Task inputs:

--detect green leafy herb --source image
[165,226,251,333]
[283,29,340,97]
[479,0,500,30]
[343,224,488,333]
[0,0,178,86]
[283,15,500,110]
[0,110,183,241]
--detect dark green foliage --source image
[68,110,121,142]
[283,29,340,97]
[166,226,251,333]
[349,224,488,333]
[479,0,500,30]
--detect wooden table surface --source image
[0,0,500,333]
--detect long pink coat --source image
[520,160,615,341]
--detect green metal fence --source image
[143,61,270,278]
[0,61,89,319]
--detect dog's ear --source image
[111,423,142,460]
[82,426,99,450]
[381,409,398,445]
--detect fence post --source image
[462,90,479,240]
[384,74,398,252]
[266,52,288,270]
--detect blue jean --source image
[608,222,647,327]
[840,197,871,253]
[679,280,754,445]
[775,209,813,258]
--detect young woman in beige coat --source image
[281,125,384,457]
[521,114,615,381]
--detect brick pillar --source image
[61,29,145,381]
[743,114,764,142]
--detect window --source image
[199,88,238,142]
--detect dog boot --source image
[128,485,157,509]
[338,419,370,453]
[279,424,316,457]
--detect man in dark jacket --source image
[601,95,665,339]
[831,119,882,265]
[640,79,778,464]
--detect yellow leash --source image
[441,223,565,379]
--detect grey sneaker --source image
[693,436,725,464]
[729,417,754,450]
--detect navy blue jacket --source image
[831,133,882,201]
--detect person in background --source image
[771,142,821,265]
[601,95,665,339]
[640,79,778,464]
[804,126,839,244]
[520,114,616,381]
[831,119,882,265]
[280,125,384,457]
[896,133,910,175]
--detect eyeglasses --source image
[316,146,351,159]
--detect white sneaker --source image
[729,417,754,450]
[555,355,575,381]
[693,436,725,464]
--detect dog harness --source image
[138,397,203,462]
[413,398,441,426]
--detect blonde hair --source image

Brief: Update the material above so that every "--detect" becomes "--locate", keeping everything else unchanged.

Expected answer:
--locate green leafy herb --source image
[165,226,251,333]
[283,29,340,97]
[479,0,500,30]
[343,224,488,333]
[0,0,178,86]
[283,15,500,110]
[0,110,183,241]
--locate dark green foliage --source image
[68,110,121,142]
[283,29,340,97]
[166,226,251,333]
[349,224,488,333]
[479,0,500,30]
--locate wooden table surface --source image
[0,0,500,333]
--locate long pink coat --source image
[520,160,615,341]
--locate green metal fence --source image
[143,61,270,278]
[0,61,89,319]
--locate dog's ear --source image
[111,423,142,460]
[82,426,99,450]
[381,409,398,445]
--locate fence post --source image
[462,90,479,240]
[384,74,398,252]
[266,52,288,270]
--locate blue jean --source image
[608,222,647,327]
[840,197,871,253]
[679,280,754,445]
[775,209,813,258]
--locate young woman in beige coat --source image
[281,125,384,457]
[521,114,615,381]
--locate brick pillar --source image
[61,29,145,381]
[743,114,764,142]
--locate window --source image
[199,88,238,142]
--locate dog boot --source image
[128,485,157,509]
[338,419,370,453]
[279,424,316,457]
--locate man in dark jacket --source image
[601,95,665,339]
[831,119,882,265]
[640,79,778,464]
--locate yellow leash --source image
[441,223,565,379]
--locate grey sneaker --source image
[693,436,725,464]
[729,417,754,450]
--locate navy blue jacket --source image
[831,133,882,201]
--locate person in background --source image
[771,142,821,265]
[601,95,665,339]
[640,79,778,464]
[804,126,839,244]
[520,114,616,381]
[831,119,882,265]
[280,125,384,457]
[896,133,910,175]
--locate eyeglasses --source image
[316,146,351,159]
--locate white sneaker --source image
[729,417,754,450]
[555,355,575,381]
[693,436,725,464]
--locate dog harness --source image
[138,397,203,462]
[413,398,441,426]
--locate blonde hair --source image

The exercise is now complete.